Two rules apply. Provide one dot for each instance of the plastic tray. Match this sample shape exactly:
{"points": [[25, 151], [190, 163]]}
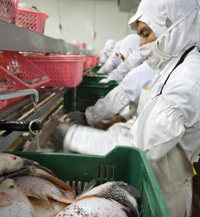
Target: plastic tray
{"points": [[32, 20], [14, 67], [8, 10], [64, 70], [86, 95], [126, 164]]}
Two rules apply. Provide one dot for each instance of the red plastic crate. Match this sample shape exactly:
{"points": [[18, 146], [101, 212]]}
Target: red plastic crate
{"points": [[64, 70], [8, 9], [32, 20]]}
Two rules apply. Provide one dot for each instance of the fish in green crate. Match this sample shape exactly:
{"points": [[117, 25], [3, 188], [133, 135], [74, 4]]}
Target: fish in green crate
{"points": [[95, 206], [116, 190], [43, 189], [14, 166], [13, 202], [11, 163], [44, 209], [113, 199]]}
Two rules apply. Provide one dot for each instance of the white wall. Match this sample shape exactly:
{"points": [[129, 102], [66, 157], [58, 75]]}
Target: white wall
{"points": [[81, 19]]}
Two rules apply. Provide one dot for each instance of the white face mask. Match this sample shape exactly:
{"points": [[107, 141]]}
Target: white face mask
{"points": [[134, 59]]}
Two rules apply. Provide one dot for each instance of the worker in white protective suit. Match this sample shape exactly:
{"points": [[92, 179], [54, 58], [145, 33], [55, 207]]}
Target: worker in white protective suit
{"points": [[168, 126], [128, 50], [120, 104], [112, 62], [105, 53]]}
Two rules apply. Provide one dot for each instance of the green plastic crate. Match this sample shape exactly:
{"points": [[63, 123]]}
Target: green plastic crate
{"points": [[126, 164], [95, 68], [85, 95]]}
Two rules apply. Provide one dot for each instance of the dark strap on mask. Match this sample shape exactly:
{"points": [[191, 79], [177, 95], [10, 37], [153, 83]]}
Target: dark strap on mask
{"points": [[178, 63]]}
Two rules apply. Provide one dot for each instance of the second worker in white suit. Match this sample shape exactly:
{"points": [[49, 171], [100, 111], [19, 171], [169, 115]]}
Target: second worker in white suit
{"points": [[168, 127]]}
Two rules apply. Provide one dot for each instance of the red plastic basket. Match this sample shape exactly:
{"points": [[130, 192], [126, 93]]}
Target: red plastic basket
{"points": [[64, 70], [79, 44], [88, 62], [93, 61], [15, 71], [8, 9], [32, 20], [97, 59]]}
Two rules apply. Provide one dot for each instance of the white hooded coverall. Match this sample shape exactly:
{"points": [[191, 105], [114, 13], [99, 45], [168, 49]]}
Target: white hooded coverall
{"points": [[168, 127]]}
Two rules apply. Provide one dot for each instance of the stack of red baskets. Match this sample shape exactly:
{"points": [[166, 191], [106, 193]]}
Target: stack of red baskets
{"points": [[8, 10], [64, 70], [18, 73], [31, 20]]}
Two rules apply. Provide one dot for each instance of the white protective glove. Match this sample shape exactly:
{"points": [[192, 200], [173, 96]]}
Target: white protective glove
{"points": [[77, 117], [58, 136], [116, 75]]}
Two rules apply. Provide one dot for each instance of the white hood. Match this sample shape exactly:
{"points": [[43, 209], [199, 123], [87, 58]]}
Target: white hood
{"points": [[110, 44], [174, 23]]}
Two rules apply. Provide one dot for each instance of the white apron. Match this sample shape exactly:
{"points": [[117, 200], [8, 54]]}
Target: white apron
{"points": [[174, 173]]}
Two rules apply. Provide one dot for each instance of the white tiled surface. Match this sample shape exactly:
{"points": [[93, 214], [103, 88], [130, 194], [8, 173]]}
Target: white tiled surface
{"points": [[80, 19]]}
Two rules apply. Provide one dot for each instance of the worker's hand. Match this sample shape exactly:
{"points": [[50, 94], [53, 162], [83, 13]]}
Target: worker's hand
{"points": [[77, 118], [58, 136], [104, 80], [108, 122]]}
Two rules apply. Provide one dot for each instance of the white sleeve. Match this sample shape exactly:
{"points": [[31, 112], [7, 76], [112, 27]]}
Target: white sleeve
{"points": [[86, 140], [108, 106]]}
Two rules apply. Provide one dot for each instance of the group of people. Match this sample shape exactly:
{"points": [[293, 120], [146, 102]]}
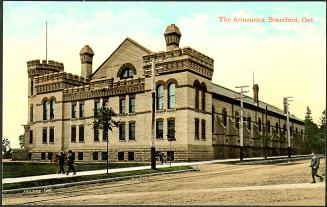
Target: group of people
{"points": [[62, 159]]}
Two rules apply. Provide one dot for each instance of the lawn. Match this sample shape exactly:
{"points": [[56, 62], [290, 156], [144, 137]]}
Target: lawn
{"points": [[22, 169], [53, 181]]}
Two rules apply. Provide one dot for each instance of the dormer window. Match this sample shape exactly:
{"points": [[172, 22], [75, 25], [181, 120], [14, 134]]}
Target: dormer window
{"points": [[126, 71]]}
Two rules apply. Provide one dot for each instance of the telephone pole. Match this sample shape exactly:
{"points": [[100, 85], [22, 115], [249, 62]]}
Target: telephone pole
{"points": [[153, 149], [241, 124], [286, 104]]}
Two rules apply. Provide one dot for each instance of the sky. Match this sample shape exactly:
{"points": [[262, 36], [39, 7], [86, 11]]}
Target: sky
{"points": [[286, 58]]}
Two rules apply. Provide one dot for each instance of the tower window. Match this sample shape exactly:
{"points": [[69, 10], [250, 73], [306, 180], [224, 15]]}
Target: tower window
{"points": [[159, 97], [171, 96]]}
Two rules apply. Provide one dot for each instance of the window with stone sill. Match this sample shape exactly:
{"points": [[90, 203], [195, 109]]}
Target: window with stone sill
{"points": [[159, 129]]}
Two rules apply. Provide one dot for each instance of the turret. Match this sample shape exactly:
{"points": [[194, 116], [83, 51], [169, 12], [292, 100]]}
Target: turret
{"points": [[172, 37], [86, 55]]}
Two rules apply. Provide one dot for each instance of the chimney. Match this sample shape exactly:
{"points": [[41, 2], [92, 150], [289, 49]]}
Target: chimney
{"points": [[285, 105], [256, 94], [86, 55]]}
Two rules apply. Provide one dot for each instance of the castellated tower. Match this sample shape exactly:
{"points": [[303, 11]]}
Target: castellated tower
{"points": [[86, 55], [172, 37]]}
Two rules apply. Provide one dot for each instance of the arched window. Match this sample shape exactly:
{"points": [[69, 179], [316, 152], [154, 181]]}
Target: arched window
{"points": [[52, 109], [249, 122], [171, 96], [45, 110], [197, 98], [237, 120], [203, 96], [159, 97], [224, 113], [277, 128]]}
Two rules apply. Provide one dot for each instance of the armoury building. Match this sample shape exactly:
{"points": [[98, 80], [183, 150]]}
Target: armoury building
{"points": [[202, 117]]}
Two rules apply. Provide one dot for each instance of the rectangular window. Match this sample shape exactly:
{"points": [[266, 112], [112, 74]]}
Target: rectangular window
{"points": [[159, 129], [49, 155], [44, 135], [171, 129], [122, 131], [95, 155], [73, 134], [104, 155], [81, 110], [31, 137], [96, 133], [81, 133], [74, 110], [51, 136], [96, 106], [170, 156], [131, 132], [105, 102], [31, 113], [120, 156], [196, 126], [42, 155], [203, 129], [130, 156], [80, 155], [104, 135], [203, 100], [122, 105], [132, 104]]}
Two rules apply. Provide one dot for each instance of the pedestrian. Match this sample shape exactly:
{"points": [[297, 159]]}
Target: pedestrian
{"points": [[70, 162], [61, 161], [315, 161]]}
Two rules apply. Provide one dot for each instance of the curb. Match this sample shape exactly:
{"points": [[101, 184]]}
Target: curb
{"points": [[47, 188]]}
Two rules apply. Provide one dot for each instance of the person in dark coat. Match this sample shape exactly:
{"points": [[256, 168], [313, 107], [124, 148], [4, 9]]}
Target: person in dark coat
{"points": [[315, 161], [70, 162], [61, 162]]}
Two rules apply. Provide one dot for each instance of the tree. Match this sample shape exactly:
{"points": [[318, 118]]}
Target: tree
{"points": [[103, 120], [6, 149], [322, 128], [311, 134], [21, 140]]}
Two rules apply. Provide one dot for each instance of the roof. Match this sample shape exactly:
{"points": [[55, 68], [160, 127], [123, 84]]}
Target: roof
{"points": [[87, 49], [172, 29], [126, 39], [220, 90]]}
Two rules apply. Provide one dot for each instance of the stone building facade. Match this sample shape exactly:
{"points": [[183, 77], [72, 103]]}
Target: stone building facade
{"points": [[202, 117]]}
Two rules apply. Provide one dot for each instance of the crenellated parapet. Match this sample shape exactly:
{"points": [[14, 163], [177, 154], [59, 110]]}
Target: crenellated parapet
{"points": [[179, 60], [57, 81], [104, 87], [36, 67]]}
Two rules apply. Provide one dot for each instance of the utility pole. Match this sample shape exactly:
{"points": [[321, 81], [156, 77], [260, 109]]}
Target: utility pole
{"points": [[153, 149], [241, 124], [286, 104]]}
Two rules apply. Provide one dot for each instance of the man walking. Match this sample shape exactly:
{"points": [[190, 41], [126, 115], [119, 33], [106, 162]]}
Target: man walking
{"points": [[71, 162], [315, 161]]}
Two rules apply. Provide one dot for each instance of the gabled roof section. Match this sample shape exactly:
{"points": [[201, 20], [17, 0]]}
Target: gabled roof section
{"points": [[220, 90], [127, 39]]}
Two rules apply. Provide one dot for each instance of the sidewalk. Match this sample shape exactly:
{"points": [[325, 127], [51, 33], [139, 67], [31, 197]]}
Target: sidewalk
{"points": [[95, 172]]}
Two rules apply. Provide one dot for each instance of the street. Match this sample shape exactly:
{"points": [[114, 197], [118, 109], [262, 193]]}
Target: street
{"points": [[213, 184]]}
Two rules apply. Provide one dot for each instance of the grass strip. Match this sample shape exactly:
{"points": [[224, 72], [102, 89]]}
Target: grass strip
{"points": [[21, 169], [53, 181]]}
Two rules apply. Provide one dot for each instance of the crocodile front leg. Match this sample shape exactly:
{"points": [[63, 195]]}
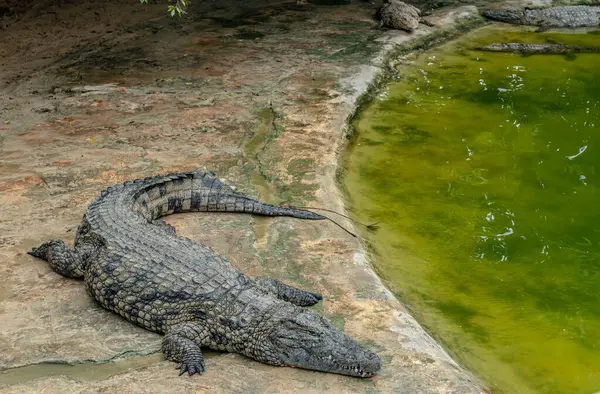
•••
Please rewrite the entries above from the line containing "of the stone" through the end of the entries, replacing "sample shape" with "model shape" and keeping everything else the same. Leave the pictures out of your answer.

## SOLVED PROBLEM
Two rules apply. Provide one dot for each instance of the stone building facade. Match this model shape exactly:
{"points": [[183, 77], [72, 103]]}
Target: stone building facade
{"points": [[202, 117]]}
Two rules apply. Provide one dot for each instance of the crenellated parapet. Match this model shape exactly:
{"points": [[14, 163], [177, 154], [59, 110]]}
Target: crenellated parapet
{"points": [[179, 60], [57, 81], [104, 87], [36, 67]]}
Two rules apply. Provide one dot for each instance of the utility pole. Match this model shape exactly:
{"points": [[321, 81], [156, 77], [260, 109]]}
Target: utility pole
{"points": [[153, 149], [241, 124], [286, 104]]}
Two rules apply. Provide one dot for each instance of the man walking. Match this model shape exactly:
{"points": [[190, 41], [126, 115], [119, 33], [106, 162]]}
Target: man walking
{"points": [[71, 162], [315, 161]]}
Two rules apply. Provide one dot for each instance of the gabled roof section. Match this model shape exactly:
{"points": [[201, 20], [17, 0]]}
Target: gabled roof section
{"points": [[220, 90], [127, 39]]}
Two rules apply. Provide one dot for each instance of the sidewalk. Match this model shape exactly:
{"points": [[325, 127], [51, 33], [139, 67], [31, 197]]}
Target: sidewalk
{"points": [[95, 172]]}
Two rules apply. Provide one dot for each instance of the street. Match this model shape exactly:
{"points": [[114, 197], [118, 109], [262, 193]]}
Target: street
{"points": [[213, 184]]}
Two rules apply. Provide one dot for each instance of the grass strip. Match this model shape exactly:
{"points": [[224, 72], [102, 89]]}
Target: grass strip
{"points": [[21, 169], [53, 181]]}
Two rules apply. Provide one dot for each instance of the crocodile front leg. Match this model shape exactly:
{"points": [[63, 195]]}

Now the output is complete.